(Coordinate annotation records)

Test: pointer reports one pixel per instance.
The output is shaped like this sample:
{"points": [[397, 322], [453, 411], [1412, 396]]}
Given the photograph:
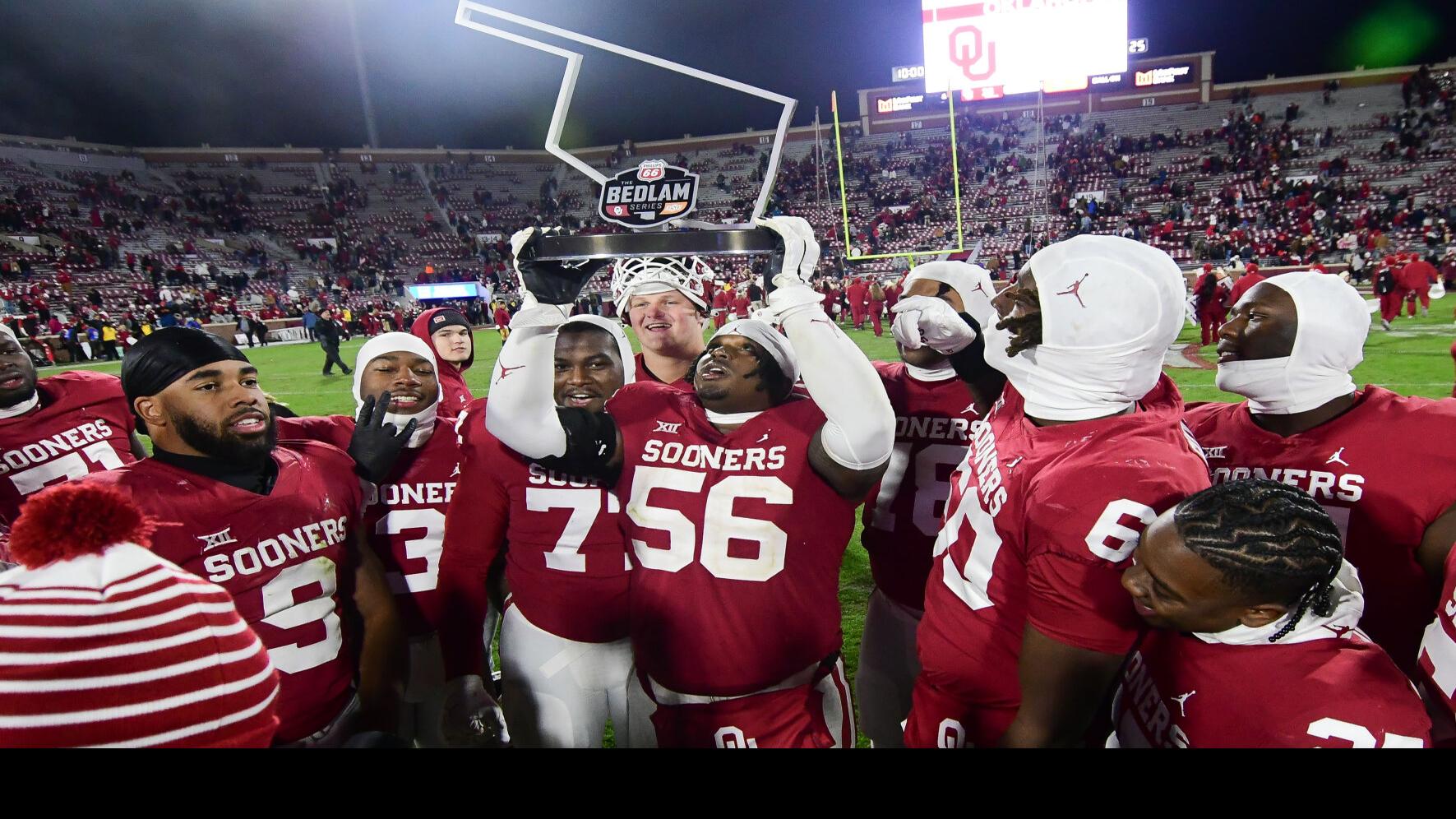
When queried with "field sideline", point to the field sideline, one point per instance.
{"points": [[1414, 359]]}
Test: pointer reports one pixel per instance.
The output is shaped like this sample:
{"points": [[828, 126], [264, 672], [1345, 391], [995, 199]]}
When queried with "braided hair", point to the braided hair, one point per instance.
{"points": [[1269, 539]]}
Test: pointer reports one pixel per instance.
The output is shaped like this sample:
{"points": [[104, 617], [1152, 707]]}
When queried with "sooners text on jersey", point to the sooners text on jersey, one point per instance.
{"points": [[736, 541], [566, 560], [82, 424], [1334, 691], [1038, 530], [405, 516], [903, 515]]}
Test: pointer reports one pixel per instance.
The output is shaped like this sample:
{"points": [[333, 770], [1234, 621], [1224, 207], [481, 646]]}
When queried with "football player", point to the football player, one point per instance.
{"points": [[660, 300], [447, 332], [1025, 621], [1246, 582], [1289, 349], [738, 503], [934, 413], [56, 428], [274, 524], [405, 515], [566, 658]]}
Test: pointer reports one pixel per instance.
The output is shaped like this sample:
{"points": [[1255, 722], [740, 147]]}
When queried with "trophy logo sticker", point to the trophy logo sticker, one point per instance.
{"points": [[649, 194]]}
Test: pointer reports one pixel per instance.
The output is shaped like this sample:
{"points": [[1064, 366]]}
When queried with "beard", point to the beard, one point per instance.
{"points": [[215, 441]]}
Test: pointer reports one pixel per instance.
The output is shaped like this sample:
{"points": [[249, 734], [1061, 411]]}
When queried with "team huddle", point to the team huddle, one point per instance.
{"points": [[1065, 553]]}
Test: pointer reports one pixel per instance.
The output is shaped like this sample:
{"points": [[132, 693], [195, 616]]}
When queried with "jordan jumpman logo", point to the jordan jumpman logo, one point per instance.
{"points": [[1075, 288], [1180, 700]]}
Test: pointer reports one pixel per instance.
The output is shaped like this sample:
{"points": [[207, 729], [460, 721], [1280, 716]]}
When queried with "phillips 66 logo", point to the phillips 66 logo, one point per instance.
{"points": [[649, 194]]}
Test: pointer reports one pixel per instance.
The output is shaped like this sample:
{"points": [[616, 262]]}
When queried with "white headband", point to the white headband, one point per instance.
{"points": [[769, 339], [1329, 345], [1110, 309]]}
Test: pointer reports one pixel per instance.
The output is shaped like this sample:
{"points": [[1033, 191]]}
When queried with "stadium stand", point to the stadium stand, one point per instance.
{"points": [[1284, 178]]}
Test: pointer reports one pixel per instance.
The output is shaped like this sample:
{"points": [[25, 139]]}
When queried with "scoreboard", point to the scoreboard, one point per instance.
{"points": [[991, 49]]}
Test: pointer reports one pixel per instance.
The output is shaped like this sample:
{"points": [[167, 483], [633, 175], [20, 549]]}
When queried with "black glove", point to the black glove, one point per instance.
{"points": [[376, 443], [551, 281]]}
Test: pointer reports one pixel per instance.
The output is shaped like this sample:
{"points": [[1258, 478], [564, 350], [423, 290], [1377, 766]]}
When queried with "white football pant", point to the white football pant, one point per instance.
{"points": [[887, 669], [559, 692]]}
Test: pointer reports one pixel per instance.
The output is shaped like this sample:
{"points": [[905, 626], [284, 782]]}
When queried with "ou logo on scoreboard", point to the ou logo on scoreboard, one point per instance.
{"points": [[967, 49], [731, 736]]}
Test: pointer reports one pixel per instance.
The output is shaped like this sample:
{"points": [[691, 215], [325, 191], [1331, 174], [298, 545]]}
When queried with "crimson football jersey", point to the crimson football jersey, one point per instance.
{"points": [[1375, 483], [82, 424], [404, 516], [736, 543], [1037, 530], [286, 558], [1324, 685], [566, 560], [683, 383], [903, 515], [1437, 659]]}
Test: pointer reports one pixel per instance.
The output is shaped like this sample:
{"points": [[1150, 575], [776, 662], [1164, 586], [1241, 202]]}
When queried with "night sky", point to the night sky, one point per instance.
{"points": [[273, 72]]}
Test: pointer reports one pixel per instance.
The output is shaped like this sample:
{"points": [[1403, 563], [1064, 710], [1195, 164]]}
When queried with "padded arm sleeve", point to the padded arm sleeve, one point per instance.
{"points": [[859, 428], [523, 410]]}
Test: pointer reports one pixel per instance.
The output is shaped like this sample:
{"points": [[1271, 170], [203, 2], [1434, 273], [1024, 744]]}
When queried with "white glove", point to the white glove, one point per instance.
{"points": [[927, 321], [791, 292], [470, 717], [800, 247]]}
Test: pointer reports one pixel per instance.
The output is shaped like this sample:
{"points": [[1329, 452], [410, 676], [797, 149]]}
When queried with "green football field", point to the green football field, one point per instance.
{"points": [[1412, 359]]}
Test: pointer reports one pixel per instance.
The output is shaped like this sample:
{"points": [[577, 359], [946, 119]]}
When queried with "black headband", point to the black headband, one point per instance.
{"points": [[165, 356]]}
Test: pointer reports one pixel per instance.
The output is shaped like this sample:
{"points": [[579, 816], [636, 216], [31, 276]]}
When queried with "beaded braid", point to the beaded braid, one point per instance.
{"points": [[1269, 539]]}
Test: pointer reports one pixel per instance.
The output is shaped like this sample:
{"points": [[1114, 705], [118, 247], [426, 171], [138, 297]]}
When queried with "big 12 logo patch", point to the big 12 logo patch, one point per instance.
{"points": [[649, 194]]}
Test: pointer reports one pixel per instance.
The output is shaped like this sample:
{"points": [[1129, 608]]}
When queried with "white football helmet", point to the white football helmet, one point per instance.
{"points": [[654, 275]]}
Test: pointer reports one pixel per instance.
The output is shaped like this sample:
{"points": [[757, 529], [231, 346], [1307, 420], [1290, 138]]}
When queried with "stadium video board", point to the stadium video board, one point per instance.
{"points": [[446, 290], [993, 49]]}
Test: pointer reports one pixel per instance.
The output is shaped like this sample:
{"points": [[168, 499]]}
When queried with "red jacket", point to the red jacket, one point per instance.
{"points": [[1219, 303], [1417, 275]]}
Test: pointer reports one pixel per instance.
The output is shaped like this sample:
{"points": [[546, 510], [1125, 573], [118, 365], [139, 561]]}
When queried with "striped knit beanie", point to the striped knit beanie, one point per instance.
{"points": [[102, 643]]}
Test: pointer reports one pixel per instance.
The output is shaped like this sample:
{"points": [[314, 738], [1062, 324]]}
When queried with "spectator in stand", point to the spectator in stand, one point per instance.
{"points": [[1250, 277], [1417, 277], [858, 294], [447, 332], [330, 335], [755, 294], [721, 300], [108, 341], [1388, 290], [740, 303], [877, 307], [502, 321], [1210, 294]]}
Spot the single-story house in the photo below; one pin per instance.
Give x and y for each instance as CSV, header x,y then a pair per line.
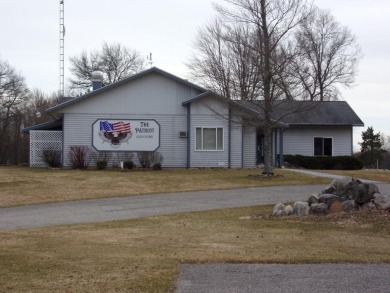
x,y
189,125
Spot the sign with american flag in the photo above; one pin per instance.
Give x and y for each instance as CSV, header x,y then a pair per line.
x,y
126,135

**Exercise requirements**
Your task is to give again, unchanged, the lines from the line that contains "Spot the single-story" to the end of the records. Include both end lines but no pictures.

**Worked solution**
Spot the single-story house in the photo below; one pin per instance.
Give x and y for each instance as CSV, header x,y then a pair per line.
x,y
189,125
Spot the sign with american flag in the photo above; one pin per instance.
Give x and y for each instance as CSV, header x,y then a pair per line.
x,y
126,135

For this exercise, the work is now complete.